## Aim of the exercise
Rewrite the records below with every "report the coordinates" changed to "give the coordinates", keeping everything else unchanged.

* * * * *

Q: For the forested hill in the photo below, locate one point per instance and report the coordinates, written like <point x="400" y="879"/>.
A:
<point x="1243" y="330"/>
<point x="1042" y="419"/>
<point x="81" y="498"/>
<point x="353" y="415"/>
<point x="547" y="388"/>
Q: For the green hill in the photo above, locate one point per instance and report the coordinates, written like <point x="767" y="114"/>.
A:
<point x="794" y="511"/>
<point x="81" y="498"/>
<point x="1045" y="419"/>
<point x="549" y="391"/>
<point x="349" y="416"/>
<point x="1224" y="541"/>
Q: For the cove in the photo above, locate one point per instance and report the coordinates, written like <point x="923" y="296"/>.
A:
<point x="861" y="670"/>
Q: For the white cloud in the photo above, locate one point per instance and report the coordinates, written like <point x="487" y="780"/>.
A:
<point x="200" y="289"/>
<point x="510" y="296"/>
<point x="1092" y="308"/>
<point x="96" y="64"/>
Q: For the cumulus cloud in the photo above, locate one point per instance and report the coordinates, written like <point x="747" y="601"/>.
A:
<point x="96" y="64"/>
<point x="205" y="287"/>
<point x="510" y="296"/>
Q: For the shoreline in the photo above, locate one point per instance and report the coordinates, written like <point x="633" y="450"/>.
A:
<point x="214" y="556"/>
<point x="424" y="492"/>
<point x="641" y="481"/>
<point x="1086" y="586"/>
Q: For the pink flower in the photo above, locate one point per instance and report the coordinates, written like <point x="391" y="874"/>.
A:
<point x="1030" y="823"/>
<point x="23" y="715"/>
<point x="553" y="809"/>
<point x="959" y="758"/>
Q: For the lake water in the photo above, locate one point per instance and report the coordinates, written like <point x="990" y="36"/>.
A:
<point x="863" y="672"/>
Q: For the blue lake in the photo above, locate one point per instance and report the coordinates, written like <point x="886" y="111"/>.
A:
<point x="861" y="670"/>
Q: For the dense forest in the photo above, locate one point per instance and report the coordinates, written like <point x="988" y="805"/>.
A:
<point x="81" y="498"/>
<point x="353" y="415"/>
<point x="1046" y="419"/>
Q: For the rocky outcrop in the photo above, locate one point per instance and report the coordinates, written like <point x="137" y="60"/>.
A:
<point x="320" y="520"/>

* * * * *

## Worked solution
Q: For the forested hill in the photo below, locate one point per instance and give the coordinates, written like <point x="400" y="879"/>.
A:
<point x="1243" y="330"/>
<point x="1042" y="419"/>
<point x="81" y="498"/>
<point x="353" y="415"/>
<point x="547" y="388"/>
Q: For the green hill in the photo above, locate one point per instance and give the coordinates, written like <point x="767" y="114"/>.
A:
<point x="794" y="511"/>
<point x="81" y="498"/>
<point x="1045" y="419"/>
<point x="549" y="391"/>
<point x="349" y="416"/>
<point x="1224" y="541"/>
Q: For the cove in the photo above, locate one point per instance and give the coordinates, written like <point x="923" y="296"/>.
A:
<point x="861" y="670"/>
Q: For the white cloud in the photo above, locate one point per instance and give the coordinates, written like <point x="487" y="780"/>.
A:
<point x="200" y="289"/>
<point x="510" y="296"/>
<point x="1092" y="308"/>
<point x="96" y="64"/>
Q: For the cumulus cloud in the photo above, locate one point per instance and give the coordinates, written like <point x="747" y="601"/>.
A:
<point x="96" y="64"/>
<point x="205" y="287"/>
<point x="510" y="296"/>
Q: For the shoreline in the photo above, locate one point per instance and give the coordinates, written like <point x="633" y="450"/>.
A:
<point x="214" y="556"/>
<point x="424" y="492"/>
<point x="641" y="481"/>
<point x="1086" y="586"/>
Q: For the pink flower in the photo above, locate one point per instance and give the coordinates, written like <point x="391" y="874"/>.
A:
<point x="1030" y="823"/>
<point x="23" y="715"/>
<point x="553" y="809"/>
<point x="959" y="758"/>
Q: For the lake water in the photo above, locate one point per instance and give the coordinates, written like <point x="990" y="36"/>.
A:
<point x="863" y="672"/>
Q: For the blue lake in the photo above, locate one point per instance and give the coordinates, written like <point x="886" y="111"/>.
A:
<point x="861" y="670"/>
Q: For the dense forest in the photo above, locate one point per instance and give the coordinates, written like <point x="988" y="805"/>.
A:
<point x="81" y="498"/>
<point x="353" y="415"/>
<point x="1046" y="419"/>
Q: For the rocky outcrop in the photo above, locate one point per instance and give the coordinates, written like <point x="137" y="60"/>.
A:
<point x="320" y="520"/>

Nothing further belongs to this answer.